• **GIVEN EXERCISE**
Please count the lines in the material below that contain the word "sloping", treating uppercase and lowercase as different, and reply with only that number.

• **DATA SUPPLIED**
▽
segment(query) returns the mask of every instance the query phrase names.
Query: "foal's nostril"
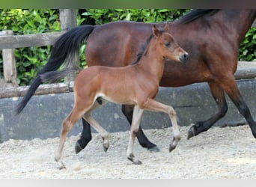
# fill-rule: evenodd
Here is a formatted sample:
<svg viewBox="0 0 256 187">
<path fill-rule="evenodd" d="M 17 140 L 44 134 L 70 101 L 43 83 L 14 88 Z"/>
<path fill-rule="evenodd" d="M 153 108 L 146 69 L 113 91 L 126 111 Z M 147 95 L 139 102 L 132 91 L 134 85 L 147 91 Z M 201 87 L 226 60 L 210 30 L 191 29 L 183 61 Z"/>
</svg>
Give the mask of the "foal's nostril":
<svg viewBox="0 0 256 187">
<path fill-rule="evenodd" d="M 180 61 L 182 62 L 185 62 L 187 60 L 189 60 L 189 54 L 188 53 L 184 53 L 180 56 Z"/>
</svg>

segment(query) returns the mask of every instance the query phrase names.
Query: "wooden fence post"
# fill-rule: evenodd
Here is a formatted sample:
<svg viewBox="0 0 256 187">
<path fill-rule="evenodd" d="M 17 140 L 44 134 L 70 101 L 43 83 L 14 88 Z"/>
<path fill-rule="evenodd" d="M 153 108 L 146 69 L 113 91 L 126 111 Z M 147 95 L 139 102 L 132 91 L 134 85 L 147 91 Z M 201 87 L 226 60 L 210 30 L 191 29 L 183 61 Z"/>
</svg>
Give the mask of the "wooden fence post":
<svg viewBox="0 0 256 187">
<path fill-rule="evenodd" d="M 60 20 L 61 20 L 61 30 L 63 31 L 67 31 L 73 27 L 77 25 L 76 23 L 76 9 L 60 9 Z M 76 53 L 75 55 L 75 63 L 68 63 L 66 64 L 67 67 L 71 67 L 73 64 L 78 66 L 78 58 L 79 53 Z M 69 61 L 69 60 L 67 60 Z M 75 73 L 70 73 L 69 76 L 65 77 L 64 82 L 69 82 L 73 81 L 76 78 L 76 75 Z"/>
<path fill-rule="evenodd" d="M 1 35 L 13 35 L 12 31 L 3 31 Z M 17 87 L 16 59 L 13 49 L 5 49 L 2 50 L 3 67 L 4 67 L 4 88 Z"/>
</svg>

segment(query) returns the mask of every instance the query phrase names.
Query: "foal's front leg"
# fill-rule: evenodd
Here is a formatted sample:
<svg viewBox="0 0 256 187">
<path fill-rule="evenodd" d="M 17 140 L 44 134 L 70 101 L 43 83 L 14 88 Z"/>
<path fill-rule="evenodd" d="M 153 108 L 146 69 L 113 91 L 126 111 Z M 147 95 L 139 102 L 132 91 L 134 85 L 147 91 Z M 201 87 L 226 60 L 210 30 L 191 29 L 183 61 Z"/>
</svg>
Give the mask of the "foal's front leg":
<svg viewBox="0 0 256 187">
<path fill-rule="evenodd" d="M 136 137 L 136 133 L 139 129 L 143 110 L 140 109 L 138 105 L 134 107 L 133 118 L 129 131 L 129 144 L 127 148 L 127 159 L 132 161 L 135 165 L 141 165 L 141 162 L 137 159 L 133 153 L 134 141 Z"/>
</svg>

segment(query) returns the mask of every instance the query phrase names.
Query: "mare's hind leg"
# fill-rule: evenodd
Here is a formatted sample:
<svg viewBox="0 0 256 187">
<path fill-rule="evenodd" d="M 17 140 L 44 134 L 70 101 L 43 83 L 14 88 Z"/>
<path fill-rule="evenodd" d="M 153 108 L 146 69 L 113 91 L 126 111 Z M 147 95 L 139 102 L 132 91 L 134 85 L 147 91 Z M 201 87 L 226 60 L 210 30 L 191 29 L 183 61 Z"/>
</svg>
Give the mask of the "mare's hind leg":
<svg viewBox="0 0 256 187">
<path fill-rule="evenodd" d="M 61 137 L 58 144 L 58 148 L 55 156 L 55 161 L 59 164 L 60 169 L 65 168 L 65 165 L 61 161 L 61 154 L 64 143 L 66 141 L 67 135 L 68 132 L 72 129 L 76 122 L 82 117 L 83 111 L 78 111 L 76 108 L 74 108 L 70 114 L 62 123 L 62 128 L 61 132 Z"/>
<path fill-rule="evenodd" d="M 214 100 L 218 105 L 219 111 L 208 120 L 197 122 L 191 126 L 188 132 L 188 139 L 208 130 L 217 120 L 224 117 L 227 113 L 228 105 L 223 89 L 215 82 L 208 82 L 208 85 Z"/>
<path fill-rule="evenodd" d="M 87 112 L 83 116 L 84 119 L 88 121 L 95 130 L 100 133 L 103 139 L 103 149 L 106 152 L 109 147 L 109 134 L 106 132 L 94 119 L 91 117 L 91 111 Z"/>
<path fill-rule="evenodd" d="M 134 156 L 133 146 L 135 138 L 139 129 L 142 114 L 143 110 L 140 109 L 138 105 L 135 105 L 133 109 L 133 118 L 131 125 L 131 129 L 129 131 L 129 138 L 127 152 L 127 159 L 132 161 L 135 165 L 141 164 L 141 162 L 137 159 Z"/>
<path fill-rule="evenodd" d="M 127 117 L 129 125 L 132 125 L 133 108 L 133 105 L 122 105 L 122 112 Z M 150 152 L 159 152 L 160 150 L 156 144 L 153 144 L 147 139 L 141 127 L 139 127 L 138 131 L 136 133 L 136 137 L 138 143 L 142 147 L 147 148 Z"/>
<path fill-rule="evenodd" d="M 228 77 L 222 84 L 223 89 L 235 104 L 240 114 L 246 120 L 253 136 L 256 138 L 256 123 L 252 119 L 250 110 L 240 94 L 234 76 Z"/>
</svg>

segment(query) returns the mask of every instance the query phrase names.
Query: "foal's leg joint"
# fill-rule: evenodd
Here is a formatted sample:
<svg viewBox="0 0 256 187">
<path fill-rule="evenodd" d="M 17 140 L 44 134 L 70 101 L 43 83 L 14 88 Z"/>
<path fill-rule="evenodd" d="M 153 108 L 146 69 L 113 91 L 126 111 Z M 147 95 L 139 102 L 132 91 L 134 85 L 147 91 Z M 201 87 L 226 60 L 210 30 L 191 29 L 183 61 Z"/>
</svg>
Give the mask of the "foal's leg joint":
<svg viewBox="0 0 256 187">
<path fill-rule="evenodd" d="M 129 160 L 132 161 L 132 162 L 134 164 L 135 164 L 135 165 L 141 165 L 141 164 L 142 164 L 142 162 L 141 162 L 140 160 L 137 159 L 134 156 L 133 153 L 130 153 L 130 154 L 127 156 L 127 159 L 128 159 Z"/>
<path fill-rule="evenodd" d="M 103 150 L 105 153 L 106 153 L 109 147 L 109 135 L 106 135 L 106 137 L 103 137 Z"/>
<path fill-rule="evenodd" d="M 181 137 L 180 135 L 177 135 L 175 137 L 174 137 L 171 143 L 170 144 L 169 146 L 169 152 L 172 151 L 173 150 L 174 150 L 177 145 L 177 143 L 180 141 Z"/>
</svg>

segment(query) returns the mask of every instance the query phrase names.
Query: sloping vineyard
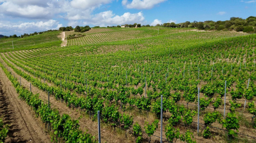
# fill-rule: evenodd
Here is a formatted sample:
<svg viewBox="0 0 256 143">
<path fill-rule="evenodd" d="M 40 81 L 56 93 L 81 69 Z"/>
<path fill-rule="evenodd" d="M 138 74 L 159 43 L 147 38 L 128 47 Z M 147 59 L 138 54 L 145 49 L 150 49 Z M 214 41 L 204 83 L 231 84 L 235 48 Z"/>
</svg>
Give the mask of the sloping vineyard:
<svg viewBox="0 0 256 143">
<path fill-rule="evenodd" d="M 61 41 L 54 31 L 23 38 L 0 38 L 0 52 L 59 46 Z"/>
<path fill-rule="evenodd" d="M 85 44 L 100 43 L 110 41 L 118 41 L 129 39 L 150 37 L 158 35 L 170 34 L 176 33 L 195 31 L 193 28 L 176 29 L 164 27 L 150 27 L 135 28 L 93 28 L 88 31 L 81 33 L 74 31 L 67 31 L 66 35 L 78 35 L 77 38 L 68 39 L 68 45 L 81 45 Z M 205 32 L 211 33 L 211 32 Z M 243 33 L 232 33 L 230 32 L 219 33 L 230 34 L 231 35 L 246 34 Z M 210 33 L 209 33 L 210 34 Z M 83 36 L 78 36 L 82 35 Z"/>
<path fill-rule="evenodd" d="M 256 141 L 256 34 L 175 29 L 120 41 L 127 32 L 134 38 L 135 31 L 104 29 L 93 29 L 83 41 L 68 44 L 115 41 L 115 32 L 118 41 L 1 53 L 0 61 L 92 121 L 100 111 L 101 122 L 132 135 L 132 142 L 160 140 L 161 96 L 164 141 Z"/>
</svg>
△
• **EXERCISE RESPONSE**
2